__Sección de texto__.

· · · · ·

Quien lea este artículo lo interpretará desde la perspectiva que le dé el DNI; es decir, juventud hasta los cuarenta de una manera y quienes tengan más de cincuenta –aunque sigan sintiéndose jóvenes- de otra. Y esto es porque el tiempo modifica las costumbres y lo que era una gloria bendita hace veinte años hoy mismo nos puede parecer la madre de todos los aburrimientos.
Supongo que esto lo entiende cualquiera: jugar todo el día en la calle es sustituido por la discoteca y ésta por las cenas con amigos para pasar después a los ritmos de pareja (con o sin niños) y acabar huyendo de ruidos y algarabía porque el alma se serena, el cuerpo se va detrás y los tímpanos no aguantan más que lo justo.
La Semana Grande de mi infancia no era más que pasear de la mano de mi abuela para ver “el ambientillo” y degustar un magnífico helado artesanal. A los fuegos no me llevaban porque “no eran horas” –y ellos se iban tan pimpantes- y tampoco me importaba, la verdad sea dicha.
Otra cosa fue la adolescencia con el descubrimiento de las “ferias”, los autos de choque y la felicidad de corretear todo el día como perro sin amo. Sensación de libertad, atisbo de un nuevo paraíso por descubrir. A los fuegos no iba porque no me dejaban salir por la noche y mis padres pasaban olímpicamente de meter horas extras conmigo.

· · · · ·

__Conjunto de registros__.
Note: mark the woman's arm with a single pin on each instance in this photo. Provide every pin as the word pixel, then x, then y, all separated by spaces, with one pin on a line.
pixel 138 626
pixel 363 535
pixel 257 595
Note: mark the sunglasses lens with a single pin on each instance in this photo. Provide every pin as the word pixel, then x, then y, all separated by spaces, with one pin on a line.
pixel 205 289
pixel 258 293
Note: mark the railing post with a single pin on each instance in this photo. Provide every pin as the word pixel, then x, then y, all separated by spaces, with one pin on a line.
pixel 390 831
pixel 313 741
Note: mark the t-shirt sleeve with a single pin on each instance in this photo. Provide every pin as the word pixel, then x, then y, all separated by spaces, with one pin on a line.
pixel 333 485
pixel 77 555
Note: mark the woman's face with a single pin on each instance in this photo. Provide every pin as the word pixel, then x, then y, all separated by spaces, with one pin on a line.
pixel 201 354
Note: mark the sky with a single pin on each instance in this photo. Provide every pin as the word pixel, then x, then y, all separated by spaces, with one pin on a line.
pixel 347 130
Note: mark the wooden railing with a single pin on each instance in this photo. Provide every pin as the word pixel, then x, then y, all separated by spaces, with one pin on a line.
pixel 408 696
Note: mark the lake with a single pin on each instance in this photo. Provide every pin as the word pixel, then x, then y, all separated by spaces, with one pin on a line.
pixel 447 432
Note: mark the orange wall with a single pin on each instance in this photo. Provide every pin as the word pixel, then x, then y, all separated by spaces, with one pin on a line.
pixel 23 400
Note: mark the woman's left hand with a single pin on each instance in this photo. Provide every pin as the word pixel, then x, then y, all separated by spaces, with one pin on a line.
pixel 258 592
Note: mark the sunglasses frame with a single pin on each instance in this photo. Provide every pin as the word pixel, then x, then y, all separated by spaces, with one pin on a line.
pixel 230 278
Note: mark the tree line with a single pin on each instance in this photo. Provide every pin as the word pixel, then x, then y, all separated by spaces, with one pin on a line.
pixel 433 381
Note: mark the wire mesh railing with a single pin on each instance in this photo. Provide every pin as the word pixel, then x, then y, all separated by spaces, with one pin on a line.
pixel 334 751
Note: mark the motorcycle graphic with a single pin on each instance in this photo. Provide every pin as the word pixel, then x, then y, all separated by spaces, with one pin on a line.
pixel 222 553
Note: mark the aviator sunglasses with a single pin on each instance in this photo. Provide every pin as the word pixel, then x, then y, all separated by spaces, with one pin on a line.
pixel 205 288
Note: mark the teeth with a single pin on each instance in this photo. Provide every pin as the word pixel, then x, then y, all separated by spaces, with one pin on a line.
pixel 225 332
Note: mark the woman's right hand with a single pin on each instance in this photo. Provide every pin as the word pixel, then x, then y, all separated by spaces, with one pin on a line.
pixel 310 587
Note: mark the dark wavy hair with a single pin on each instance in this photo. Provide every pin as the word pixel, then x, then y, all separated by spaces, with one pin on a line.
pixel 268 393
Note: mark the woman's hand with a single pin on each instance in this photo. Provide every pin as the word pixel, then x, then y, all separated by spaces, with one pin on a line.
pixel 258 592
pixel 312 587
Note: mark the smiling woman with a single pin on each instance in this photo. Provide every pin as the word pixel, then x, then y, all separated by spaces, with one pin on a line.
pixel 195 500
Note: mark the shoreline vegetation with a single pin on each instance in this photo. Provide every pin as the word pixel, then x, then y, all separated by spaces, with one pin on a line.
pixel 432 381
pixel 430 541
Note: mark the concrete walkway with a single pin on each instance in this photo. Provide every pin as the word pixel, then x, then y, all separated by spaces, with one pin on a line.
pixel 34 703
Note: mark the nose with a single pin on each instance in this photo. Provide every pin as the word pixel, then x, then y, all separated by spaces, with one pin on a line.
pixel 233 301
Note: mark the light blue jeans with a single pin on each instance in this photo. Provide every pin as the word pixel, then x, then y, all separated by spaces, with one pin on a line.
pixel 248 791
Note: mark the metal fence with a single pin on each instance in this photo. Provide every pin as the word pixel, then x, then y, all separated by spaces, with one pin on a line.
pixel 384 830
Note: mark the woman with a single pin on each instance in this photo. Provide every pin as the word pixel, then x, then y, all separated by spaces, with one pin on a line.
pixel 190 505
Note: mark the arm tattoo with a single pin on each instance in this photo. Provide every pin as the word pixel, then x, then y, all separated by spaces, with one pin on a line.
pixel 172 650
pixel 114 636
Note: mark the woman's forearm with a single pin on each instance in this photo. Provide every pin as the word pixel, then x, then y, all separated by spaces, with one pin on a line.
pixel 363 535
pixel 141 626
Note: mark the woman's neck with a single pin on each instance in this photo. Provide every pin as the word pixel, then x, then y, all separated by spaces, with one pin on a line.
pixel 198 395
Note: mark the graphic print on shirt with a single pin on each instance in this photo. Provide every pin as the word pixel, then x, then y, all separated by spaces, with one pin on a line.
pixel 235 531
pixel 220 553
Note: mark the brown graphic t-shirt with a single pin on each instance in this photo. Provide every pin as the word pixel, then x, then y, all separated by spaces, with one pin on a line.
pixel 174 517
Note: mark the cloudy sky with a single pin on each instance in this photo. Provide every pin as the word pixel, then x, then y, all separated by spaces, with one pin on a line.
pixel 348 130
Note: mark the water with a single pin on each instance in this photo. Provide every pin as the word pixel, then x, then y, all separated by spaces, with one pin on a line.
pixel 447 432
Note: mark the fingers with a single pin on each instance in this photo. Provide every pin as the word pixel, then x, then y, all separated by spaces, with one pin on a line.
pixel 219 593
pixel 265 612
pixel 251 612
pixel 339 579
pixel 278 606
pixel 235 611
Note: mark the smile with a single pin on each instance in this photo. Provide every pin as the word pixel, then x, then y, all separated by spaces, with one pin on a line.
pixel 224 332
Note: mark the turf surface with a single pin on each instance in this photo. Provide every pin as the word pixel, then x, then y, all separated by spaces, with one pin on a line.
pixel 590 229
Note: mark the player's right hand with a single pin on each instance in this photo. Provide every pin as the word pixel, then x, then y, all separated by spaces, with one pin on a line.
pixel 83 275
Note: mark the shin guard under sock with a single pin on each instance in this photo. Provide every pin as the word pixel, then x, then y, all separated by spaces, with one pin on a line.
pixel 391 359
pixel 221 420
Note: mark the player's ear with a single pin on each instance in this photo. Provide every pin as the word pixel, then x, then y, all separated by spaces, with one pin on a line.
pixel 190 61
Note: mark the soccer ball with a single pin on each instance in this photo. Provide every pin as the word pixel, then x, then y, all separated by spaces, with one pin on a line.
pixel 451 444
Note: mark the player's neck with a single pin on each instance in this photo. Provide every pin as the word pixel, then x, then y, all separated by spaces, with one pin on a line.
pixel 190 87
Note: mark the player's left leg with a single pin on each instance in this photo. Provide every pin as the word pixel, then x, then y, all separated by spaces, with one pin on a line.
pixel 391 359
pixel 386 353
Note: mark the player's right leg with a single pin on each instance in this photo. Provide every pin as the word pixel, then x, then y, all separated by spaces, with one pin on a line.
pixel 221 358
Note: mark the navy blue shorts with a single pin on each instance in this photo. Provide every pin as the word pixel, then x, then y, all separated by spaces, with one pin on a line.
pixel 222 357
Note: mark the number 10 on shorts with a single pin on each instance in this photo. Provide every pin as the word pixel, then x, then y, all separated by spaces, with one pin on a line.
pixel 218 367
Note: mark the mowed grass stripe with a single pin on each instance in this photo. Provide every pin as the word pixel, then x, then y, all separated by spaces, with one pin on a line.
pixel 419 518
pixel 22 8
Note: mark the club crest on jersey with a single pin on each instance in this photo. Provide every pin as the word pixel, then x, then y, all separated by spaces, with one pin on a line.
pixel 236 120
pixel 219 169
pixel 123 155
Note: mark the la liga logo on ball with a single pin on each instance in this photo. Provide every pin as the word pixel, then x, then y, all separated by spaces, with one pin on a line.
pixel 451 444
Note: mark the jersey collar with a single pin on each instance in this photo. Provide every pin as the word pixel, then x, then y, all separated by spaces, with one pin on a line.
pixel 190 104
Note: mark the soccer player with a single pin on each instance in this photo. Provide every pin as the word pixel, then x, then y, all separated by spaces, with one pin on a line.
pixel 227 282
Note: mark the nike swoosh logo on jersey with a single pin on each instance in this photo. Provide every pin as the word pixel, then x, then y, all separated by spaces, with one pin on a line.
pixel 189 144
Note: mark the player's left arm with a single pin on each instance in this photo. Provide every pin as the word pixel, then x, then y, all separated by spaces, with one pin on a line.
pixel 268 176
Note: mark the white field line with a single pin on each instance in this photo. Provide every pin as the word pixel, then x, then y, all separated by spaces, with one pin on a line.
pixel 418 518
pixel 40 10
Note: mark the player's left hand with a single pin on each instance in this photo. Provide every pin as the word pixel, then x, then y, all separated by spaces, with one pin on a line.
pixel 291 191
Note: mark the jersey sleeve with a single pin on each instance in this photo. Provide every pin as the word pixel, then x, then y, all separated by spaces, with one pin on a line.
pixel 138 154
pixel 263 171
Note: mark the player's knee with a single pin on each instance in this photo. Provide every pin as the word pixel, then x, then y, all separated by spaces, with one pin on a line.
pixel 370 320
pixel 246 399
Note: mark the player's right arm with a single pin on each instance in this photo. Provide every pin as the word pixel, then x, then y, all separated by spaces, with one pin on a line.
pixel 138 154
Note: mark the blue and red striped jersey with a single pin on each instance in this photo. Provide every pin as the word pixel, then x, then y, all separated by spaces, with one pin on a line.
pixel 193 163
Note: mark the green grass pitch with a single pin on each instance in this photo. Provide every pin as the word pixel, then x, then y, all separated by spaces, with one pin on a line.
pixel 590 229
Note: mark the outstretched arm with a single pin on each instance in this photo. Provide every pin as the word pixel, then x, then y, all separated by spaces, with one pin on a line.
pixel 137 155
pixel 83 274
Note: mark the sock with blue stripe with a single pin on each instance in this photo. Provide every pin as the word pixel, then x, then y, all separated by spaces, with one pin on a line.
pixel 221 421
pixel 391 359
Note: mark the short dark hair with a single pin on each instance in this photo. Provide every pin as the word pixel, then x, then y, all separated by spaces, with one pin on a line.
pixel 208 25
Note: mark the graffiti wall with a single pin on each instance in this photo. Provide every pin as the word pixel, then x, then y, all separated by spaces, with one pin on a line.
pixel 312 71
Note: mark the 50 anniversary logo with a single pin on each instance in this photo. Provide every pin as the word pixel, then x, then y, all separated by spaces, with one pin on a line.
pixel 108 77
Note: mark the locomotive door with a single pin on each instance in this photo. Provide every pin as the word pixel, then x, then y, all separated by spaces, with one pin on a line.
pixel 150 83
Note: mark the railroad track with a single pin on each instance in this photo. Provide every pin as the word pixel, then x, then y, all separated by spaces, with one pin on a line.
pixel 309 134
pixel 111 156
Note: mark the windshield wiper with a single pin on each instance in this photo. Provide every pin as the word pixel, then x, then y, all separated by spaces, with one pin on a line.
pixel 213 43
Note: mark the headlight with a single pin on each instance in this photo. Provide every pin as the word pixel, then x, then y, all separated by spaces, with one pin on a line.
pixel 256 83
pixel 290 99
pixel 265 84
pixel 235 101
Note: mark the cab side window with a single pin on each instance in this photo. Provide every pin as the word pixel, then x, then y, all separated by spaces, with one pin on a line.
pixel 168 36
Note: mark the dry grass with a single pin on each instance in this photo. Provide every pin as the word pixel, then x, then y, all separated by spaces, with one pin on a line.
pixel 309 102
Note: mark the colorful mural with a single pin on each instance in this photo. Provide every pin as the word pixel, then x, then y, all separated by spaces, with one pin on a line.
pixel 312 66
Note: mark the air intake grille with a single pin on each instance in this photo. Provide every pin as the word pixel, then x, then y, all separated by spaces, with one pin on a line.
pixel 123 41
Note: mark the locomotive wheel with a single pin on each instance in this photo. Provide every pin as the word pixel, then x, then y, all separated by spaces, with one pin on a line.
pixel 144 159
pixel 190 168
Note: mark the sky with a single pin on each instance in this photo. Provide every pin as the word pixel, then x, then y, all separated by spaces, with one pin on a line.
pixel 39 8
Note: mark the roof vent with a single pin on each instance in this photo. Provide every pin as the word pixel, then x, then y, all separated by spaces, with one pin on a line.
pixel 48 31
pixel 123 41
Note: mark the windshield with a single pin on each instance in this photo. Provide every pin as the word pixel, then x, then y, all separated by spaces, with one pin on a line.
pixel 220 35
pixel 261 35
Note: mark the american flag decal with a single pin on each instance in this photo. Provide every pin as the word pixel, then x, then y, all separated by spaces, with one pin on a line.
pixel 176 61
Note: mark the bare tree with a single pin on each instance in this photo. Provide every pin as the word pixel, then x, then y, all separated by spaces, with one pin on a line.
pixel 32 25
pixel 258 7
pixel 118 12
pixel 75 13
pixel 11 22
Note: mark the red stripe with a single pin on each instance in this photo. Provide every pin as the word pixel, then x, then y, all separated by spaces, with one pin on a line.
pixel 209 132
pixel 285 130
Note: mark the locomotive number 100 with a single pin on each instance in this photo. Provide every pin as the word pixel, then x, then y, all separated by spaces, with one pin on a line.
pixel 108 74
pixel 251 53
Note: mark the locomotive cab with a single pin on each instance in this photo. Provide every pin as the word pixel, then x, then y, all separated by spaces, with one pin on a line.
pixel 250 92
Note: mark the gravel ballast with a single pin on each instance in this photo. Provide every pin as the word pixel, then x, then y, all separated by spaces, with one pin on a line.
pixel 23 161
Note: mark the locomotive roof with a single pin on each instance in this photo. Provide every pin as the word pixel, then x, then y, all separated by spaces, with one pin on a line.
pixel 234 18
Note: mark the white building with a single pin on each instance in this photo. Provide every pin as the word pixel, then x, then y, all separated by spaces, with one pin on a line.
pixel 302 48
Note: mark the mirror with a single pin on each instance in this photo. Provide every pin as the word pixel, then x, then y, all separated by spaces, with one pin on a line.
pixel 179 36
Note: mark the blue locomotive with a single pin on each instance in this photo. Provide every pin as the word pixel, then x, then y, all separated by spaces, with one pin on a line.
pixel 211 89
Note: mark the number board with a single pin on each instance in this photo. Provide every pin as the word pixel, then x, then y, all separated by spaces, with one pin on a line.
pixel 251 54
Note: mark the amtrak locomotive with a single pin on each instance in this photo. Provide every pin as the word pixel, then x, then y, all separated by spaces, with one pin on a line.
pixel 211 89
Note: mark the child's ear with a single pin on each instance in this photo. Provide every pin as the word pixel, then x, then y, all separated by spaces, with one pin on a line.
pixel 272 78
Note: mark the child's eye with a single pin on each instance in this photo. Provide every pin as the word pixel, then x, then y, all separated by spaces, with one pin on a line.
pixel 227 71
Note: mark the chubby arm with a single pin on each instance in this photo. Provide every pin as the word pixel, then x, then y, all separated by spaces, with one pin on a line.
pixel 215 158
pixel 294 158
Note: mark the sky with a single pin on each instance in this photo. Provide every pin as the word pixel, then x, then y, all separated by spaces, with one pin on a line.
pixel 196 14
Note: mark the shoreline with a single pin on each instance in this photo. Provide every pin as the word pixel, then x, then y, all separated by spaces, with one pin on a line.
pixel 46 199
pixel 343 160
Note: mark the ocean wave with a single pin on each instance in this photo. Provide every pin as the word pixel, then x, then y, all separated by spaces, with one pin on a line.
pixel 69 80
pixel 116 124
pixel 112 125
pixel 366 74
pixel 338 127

· · · · ·

__Lista de tareas__.
**a.** Según el texto sobre la Semana Grande, ¿con quién paseaba de niño quien escribe para ver "el ambientillo"?
**b.** Devuelve sin cambios el fragmento del texto sobre la Semana Grande que empieza en las palabras "Supongo que esto" y termina después de las palabras "que lo justo.".

__Soluciones del ejercicio__.
**a.** Con su abuela, de la mano.

**b.**
Supongo que esto lo entiende cualquiera: jugar todo el día en la calle es sustituido por la discoteca y ésta por las cenas con amigos para pasar después a los ritmos de pareja (con o sin niños) y acabar huyendo de ruidos y algarabía porque el alma se serena, el cuerpo se va detrás y los tímpanos no aguantan más que lo justo.